| Explore the material |
**a)** Reproduce the passage on keeping food hot, starting with "This is especially" and going on through "steam or evaporation.".
**b)** Does each statement agree with the passage on keeping food hot? Answer yes or no for each, and quote the deciding words from the passage.
(i) Food brought to a boil and put in a thermal cooker can stay above 160ºF (77ºC) for up to 8 hours.
(ii) Thermal bags are expensive.
(iii) Hot pastries are denser than soup.
[Supplied text — start]
Some thermal cookers come with cast iron bottoms which retain even more heat but most of them just rely on the heat of the food and the insulation to slow cook meals.
When you bring your food to a boil and put it in a thermal cooker it can stay above 160ºF (77ºC) for up to 8 hours and can stay above 140ºF (60ºC) which is considered the “danger zone” for bacteria growth for up to 15 hours.
You can both cook or store hot food in a thermal cooker. They are amazing inventions for keeping food hot without electricity. Great for camping and off grid setups where you can use electricity to cook.
6. Use Thermal Bags
Thermal bags are great for keeping small items hot for a short period of time.
Maybe you're traveling a short distance, going on a picnic or just have a small amount of food to keep hot in your kid's lunch box. Thermal bags are a great way way to do this.
They are small lightweight and keep food hot by using aluminum foil as well as plastic or paper/cardboard to trap the heat in your food. Wrapping the food in a tea towel or paper towel will add extra insulation.
They are very cheap and come in either grocery bag size or a smaller size just for lunch.
7. Add Hot Water Bottle or Hot Bricks
Sometimes the heat energy in the food isn't enough to keep it hot for as long as you would like.
This is especially true for food like hot pastries which aren't as dense as something like soup.
To keep items hot for longer without electricity adding in something that is specifically there to transfer heat to your food is a good idea.
The most common items used are hot water bottles, heated rice/wheat packs or hot bricks that are baked in the oven to build up heat.
These are all great at retaining heat and letting it out slowly. The extra heat energy will help to keep even lighter and less dense food hot for hours at a time.
It's best to combine a hot water bottle or hot bricks with the methods mentioned above. Still use alfoil, towels and a cooler with a hot water bottle or hot bricks in it and you can sometimes keep food hot for 8+ hours at a time.
8. Trap The Steam
When your food is hot changes are a lot of moisture is escaping from your food in the form of steam or evaporation.
[Supplied text — finish]
[Material shown — start]
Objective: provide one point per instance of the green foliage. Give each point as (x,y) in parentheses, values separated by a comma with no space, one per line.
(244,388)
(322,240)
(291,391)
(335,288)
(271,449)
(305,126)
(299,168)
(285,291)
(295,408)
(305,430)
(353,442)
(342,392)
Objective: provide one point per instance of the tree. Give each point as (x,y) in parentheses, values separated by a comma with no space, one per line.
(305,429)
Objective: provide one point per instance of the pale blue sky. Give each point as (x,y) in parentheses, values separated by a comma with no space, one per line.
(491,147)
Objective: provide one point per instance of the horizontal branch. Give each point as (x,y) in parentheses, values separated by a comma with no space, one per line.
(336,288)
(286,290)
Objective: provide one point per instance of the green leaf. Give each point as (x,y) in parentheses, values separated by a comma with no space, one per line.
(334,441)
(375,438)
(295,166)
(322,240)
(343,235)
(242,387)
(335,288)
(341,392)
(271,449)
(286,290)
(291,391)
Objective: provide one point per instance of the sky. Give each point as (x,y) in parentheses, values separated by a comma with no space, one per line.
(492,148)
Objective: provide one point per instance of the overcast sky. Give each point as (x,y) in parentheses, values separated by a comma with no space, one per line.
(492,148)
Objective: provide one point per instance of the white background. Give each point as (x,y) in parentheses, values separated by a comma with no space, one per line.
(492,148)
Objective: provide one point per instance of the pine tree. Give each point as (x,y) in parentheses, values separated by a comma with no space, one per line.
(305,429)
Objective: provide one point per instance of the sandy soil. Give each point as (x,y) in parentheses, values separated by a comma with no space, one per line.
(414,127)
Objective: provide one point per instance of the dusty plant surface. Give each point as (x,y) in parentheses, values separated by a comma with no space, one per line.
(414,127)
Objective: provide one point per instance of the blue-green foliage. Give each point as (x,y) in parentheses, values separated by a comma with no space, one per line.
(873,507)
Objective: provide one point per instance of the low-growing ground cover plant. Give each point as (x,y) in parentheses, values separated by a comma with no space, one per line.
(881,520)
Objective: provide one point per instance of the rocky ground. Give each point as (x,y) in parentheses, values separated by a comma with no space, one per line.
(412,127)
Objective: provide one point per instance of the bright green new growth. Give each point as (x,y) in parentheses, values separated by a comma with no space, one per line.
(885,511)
[Material shown — finish]
| Solutions in order |
**a)**
This is especially true for food like hot pastries which aren't as dense as something like soup.
To keep items hot for longer without electricity adding in something that is specifically there to transfer heat to your food is a good idea.
The most common items used are hot water bottles, heated rice/wheat packs or hot bricks that are baked in the oven to build up heat.
These are all great at retaining heat and letting it out slowly. The extra heat energy will help to keep even lighter and less dense food hot for hours at a time.
It's best to combine a hot water bottle or hot bricks with the methods mentioned above. Still use alfoil, towels and a cooler with a hot water bottle or hot bricks in it and you can sometimes keep food hot for 8+ hours at a time.
8. Trap The Steam
When your food is hot changes are a lot of moisture is escaping from your food in the form of steam or evaporation.

**b)**
(i) Yes: "When you bring your food to a boil and put it in a thermal cooker it can stay above 160ºF (77ºC) for up to 8 hours"
(ii) No: "They are very cheap"
(iii) No: "hot pastries which aren't as dense as something like soup"